WHAT YOU WILL DO =>
Change "dark suit" to "gray suit" in the records below, and reproduce every other line without alteration.

Dataset excerpt
-*-

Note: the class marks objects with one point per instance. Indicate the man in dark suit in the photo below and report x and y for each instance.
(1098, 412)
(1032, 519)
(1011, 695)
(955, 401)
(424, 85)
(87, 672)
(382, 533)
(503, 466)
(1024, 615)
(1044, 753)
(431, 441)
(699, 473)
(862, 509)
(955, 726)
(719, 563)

-*-

FINISHED TASK =>
Note: the class marks objects with one point per instance. Indicate the man in gray suit in the photo below and report x and y for each instance.
(1098, 412)
(1032, 519)
(1011, 695)
(955, 401)
(424, 85)
(87, 672)
(382, 533)
(503, 466)
(1024, 615)
(1044, 753)
(431, 441)
(699, 473)
(862, 509)
(955, 726)
(719, 563)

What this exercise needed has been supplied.